Vial romance

From the New York Times:

The information in these files was so abstract, so sterile, so tinged with the depressing reality of paternal grandmothers with diabetes and fathers with heart disease.

What about personality, love, intellect, passion? All I had to go on was the hieroglyphics of handwriting. I couldn’t visualize any of them. From what I understood they were mostly kids, college students in need of tuition money, with mothers who were probably younger than I. I’d probably be better off grading their college English papers and picking a father for my child on that basis. What was I doing here?

UNFORTUNATELY I was looking for love, still trying to make an intuitive selection, not a rational one. I tried to fall for something on each page, some soaring words in their short essays, but there was barely the flair of a crossed T to swoon over.

## EXTRACTED MATERIAL
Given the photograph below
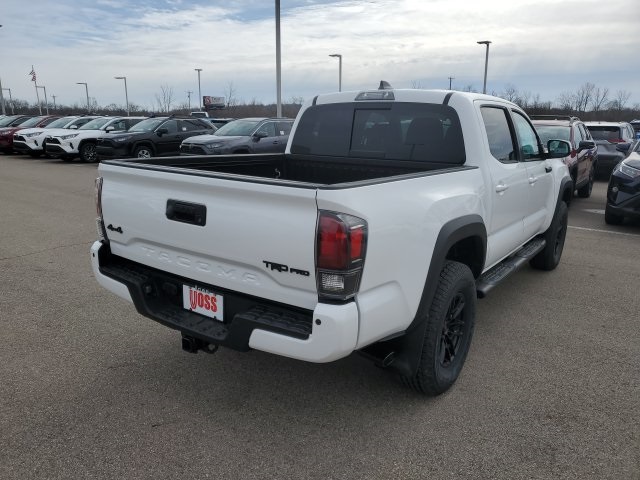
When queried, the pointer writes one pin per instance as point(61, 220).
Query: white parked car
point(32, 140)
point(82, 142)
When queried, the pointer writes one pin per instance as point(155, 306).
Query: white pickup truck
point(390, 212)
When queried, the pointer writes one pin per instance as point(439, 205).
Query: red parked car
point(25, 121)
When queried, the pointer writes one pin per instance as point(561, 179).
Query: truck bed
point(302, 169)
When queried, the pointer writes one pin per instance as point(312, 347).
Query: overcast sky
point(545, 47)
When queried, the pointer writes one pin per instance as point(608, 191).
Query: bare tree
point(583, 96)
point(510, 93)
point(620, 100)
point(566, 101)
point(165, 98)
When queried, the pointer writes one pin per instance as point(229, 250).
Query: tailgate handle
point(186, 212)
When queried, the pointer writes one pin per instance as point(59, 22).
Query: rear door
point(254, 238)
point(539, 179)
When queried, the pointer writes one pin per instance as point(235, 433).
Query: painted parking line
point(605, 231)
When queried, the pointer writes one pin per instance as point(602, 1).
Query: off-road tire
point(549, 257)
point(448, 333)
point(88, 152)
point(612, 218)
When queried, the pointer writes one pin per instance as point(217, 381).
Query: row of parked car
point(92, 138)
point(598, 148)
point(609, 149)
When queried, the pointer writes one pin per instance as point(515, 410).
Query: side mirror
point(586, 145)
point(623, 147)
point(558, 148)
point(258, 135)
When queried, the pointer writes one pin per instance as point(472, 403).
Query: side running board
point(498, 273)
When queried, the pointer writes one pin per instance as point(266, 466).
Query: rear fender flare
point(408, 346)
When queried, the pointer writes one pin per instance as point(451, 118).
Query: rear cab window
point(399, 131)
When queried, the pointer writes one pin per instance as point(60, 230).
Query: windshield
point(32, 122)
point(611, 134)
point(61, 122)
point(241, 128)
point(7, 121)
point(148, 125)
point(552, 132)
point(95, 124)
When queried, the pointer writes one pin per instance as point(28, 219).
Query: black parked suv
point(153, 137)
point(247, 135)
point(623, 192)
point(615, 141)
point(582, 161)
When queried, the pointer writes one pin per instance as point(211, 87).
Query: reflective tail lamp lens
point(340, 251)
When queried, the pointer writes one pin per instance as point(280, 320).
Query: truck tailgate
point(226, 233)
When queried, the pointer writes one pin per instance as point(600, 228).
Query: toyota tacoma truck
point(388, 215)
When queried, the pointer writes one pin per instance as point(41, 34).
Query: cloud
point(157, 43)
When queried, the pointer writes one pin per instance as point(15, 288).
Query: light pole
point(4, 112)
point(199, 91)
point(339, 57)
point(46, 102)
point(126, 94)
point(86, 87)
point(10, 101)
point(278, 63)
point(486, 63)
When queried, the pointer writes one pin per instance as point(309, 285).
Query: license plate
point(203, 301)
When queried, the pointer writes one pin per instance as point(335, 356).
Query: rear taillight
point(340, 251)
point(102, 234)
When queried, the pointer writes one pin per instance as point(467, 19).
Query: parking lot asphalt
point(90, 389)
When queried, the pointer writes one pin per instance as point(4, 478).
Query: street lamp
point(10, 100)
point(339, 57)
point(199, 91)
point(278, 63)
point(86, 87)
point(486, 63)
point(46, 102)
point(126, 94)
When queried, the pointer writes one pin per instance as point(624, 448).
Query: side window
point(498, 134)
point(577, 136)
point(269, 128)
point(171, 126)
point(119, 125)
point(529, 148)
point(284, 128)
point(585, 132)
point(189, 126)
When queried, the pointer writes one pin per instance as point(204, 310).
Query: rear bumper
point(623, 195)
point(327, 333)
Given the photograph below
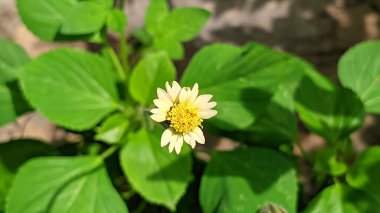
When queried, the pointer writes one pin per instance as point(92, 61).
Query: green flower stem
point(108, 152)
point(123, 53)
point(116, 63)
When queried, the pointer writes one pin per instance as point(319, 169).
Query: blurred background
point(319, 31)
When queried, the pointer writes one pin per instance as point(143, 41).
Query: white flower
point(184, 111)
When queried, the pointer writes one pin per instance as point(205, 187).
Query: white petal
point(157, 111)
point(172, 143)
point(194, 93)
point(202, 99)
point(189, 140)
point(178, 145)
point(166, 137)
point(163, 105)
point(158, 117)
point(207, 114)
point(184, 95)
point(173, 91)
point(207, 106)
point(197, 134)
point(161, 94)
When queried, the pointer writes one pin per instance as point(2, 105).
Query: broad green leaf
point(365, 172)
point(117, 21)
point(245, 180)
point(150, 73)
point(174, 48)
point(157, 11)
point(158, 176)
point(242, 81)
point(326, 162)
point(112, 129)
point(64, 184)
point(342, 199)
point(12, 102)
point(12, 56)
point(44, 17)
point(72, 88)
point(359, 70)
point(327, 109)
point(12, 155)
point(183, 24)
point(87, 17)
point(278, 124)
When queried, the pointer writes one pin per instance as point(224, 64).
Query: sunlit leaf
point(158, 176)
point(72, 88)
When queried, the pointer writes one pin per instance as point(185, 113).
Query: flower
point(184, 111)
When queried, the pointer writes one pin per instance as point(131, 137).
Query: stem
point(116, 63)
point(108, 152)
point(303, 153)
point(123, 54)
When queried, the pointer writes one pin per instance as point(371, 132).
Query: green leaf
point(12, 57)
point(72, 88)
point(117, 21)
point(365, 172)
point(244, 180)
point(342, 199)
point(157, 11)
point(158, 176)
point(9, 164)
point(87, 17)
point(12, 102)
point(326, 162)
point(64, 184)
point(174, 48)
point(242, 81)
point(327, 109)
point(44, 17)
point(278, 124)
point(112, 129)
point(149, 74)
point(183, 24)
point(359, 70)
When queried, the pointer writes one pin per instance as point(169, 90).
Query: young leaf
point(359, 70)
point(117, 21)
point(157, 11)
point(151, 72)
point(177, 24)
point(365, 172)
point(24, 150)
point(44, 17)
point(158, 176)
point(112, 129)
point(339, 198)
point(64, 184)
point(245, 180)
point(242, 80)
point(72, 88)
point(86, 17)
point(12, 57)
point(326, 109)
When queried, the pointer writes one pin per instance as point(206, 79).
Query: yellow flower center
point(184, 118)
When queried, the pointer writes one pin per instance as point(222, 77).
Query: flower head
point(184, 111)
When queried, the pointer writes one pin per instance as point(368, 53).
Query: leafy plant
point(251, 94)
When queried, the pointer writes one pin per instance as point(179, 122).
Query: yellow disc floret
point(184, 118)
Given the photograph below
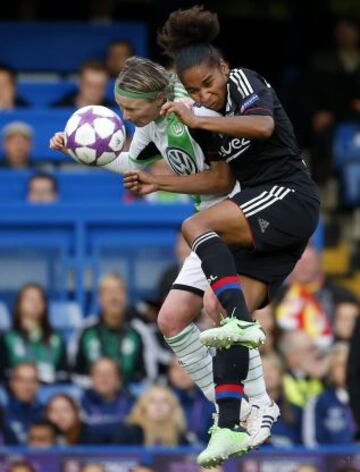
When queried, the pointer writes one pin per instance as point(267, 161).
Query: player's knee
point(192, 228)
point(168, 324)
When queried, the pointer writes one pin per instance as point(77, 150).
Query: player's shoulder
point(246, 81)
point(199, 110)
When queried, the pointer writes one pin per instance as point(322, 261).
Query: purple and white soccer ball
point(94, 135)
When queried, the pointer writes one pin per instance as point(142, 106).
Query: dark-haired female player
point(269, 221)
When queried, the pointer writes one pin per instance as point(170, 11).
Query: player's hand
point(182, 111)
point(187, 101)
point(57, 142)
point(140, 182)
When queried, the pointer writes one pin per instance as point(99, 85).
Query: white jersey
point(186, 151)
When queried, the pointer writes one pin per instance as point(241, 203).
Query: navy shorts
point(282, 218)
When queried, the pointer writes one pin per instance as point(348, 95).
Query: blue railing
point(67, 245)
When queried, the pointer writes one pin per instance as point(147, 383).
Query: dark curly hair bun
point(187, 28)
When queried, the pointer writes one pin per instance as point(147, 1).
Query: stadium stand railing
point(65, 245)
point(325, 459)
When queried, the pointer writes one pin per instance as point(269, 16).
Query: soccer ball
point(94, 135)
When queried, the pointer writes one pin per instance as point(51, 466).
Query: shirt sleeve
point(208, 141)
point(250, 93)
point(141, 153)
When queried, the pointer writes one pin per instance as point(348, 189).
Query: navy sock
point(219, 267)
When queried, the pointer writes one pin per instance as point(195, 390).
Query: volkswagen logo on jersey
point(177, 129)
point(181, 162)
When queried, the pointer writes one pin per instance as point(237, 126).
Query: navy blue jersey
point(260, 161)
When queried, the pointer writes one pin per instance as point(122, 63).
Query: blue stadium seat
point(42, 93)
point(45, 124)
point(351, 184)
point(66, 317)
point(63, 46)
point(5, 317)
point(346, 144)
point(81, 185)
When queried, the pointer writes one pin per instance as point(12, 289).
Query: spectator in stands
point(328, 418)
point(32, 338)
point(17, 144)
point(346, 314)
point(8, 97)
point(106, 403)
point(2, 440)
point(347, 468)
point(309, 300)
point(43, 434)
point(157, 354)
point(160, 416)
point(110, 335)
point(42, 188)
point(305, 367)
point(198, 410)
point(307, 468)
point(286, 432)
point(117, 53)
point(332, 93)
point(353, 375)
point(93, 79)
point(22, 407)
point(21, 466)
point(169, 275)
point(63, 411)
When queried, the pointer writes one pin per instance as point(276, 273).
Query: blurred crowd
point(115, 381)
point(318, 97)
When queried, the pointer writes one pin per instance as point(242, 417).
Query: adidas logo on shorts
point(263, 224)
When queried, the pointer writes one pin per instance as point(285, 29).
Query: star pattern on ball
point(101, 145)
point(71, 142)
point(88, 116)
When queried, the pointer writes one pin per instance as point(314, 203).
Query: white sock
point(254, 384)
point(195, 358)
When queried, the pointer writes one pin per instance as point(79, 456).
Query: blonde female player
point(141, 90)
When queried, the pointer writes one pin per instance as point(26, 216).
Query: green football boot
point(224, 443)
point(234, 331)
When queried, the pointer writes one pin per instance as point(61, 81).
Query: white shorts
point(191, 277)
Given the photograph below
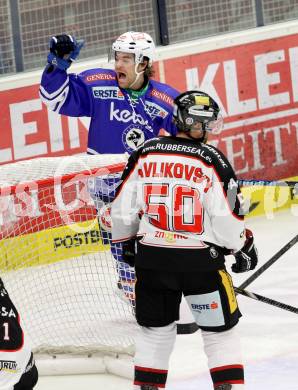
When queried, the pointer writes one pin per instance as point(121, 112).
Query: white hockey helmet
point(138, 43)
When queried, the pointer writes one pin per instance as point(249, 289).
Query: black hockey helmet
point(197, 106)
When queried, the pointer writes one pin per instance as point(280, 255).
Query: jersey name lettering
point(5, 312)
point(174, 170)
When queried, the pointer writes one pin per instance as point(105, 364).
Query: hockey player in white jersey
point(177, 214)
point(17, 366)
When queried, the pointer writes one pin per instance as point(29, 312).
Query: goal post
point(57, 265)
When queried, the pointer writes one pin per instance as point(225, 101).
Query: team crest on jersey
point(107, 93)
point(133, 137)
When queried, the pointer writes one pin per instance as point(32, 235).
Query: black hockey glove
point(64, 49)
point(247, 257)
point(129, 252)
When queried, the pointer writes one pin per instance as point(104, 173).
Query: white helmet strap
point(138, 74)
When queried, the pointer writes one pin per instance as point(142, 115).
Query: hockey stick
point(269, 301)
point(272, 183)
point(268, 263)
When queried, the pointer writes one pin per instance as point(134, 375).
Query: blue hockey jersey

## TASK OBJECTIVE
Continue the passage headed "Vial romance," about choosing a father for a child from files, starting right after its last sentence.

## TASK RESPONSE
Um, lady, you’re in a sperm bank. Your chance at romance and Daddy taking the kids to their soccer game has passed. Following your intuition instead of reason is precisely what got you here in the first place. No doubt her intuition told her that those men who were willing to marry her in years past were not exciting and passionate enough for her.

The thing is, excitement and passion are the very last things you want in a marriage. Infidelity is exciting. Divorce is passionate. Safe, friendly and mutually comfortable is what men and women should pursue in an ideal marriage, but of course, such pedestrian wisdom is wasted on young hearts steeped in Hollywood romance.